> **Data to use**:
- - -
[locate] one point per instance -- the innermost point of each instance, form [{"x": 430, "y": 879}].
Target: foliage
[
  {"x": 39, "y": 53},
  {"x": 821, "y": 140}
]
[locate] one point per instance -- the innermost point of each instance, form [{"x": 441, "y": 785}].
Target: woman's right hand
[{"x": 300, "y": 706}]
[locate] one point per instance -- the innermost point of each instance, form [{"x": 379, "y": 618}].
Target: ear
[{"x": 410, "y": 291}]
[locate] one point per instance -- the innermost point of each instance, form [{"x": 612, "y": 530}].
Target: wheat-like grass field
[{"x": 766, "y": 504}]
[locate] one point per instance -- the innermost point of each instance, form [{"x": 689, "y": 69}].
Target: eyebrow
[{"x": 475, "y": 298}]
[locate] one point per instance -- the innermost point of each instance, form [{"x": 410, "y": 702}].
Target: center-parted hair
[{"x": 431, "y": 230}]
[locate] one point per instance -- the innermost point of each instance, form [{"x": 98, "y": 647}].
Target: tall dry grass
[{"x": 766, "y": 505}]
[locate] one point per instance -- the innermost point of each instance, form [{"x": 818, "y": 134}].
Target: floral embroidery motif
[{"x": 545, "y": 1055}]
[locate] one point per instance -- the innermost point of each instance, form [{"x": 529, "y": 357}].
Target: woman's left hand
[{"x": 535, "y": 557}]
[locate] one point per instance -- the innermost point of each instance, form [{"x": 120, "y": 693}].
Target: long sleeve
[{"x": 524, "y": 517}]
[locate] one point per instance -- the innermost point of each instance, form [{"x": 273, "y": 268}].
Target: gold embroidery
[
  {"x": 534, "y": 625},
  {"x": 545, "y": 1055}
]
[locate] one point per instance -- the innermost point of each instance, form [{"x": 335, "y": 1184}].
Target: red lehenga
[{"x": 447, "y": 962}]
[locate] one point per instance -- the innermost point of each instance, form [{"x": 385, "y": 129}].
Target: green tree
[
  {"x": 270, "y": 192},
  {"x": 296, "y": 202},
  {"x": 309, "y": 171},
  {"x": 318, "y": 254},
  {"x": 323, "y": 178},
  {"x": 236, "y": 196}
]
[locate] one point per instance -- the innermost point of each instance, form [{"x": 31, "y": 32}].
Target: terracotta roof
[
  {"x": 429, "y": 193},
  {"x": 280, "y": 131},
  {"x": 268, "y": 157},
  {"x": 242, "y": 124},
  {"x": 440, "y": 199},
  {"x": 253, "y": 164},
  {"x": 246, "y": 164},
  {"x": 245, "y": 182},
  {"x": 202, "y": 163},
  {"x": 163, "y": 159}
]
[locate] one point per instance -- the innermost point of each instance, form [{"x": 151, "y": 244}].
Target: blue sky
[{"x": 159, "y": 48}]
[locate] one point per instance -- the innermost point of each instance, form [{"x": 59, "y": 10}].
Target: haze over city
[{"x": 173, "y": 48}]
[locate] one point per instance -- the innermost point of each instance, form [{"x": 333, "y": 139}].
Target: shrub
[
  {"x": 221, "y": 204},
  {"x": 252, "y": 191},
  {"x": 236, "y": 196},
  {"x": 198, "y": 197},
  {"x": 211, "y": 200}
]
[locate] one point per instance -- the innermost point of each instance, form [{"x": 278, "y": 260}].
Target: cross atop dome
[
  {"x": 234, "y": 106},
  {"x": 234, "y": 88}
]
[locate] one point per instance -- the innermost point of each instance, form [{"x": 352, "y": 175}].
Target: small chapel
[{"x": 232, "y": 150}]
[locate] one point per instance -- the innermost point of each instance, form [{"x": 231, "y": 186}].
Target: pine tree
- - -
> **Task**: Print the entries exactly. Include every one.

> **Output of the exercise**:
[locate] one point per instance -- the innermost point of each instance, form [{"x": 430, "y": 879}].
Target: foliage
[
  {"x": 39, "y": 53},
  {"x": 821, "y": 140}
]
[locate] one point per instance -- the innermost point of each instance, form [{"x": 441, "y": 785}].
Target: woman's right hand
[{"x": 300, "y": 706}]
[locate] one point per instance -- the innermost point of each instance, form [{"x": 379, "y": 618}].
Target: ear
[{"x": 410, "y": 291}]
[locate] one point per instance -- the innermost point of each instance, form [{"x": 612, "y": 530}].
Target: wheat-like grass field
[{"x": 766, "y": 504}]
[locate] one point per instance -- the innermost point of each instance, form [{"x": 689, "y": 69}].
Target: eyebrow
[{"x": 475, "y": 298}]
[locate] one point per instance -- the innermost point of each instance, form [{"x": 410, "y": 702}].
Target: center-parted hair
[{"x": 431, "y": 230}]
[locate] one point per instance -- the innermost point of each instance, form [{"x": 98, "y": 647}].
Target: tall dry grass
[{"x": 766, "y": 505}]
[locate] one point per instance -- the innermost point of each instance, form [{"x": 818, "y": 134}].
Target: floral embroidery motif
[{"x": 545, "y": 1055}]
[locate] one point per instance -- the innermost point of each instance, form [{"x": 529, "y": 357}].
Target: woman's left hand
[{"x": 535, "y": 557}]
[locate] one point per instance -- the innermost point of each instance, form [{"x": 120, "y": 693}].
Target: long sleeve
[{"x": 524, "y": 517}]
[locate] one point per instance -- the innermost point of each instance, form [{"x": 273, "y": 268}].
Target: gold embroidery
[
  {"x": 534, "y": 625},
  {"x": 545, "y": 1055}
]
[locate] one point per instance -- the innermost point of each instance, form [{"x": 335, "y": 1184}].
Target: red lehenga
[{"x": 447, "y": 962}]
[locate] one point per instance -- the innermost point of each instance, form [{"x": 385, "y": 129}].
Target: green tree
[
  {"x": 270, "y": 192},
  {"x": 296, "y": 202},
  {"x": 309, "y": 171},
  {"x": 318, "y": 254},
  {"x": 323, "y": 178},
  {"x": 236, "y": 196}
]
[locate] one point per instance -- the innermost point of each instance, form [{"x": 31, "y": 32}].
Target: terracotta roof
[
  {"x": 429, "y": 193},
  {"x": 280, "y": 131},
  {"x": 268, "y": 157},
  {"x": 242, "y": 124},
  {"x": 440, "y": 199},
  {"x": 253, "y": 164},
  {"x": 246, "y": 164},
  {"x": 245, "y": 182},
  {"x": 202, "y": 163},
  {"x": 163, "y": 159}
]
[locate] one point per instance -- the innermost point of each instance, form [{"x": 151, "y": 244}].
Target: blue sky
[{"x": 159, "y": 48}]
[locate] one point per instance -- the innermost point of each instance, form [{"x": 59, "y": 10}].
Target: haze over city
[{"x": 173, "y": 48}]
[locate] one point per instance -- the innermost point of each instance, form [{"x": 333, "y": 139}].
Target: shrub
[
  {"x": 221, "y": 204},
  {"x": 252, "y": 191},
  {"x": 236, "y": 196},
  {"x": 198, "y": 197},
  {"x": 211, "y": 200}
]
[locate] one point per instance -- the innermost point of each instance, form [{"x": 278, "y": 260}].
Target: cross atop dome
[
  {"x": 234, "y": 106},
  {"x": 234, "y": 88}
]
[locate] one point per instance -- the innermost point of each instance, form [{"x": 352, "y": 175}].
Target: small chapel
[{"x": 232, "y": 150}]
[locate] one point per instance -- the innermost point of each instance, form [{"x": 231, "y": 186}].
Target: pine tree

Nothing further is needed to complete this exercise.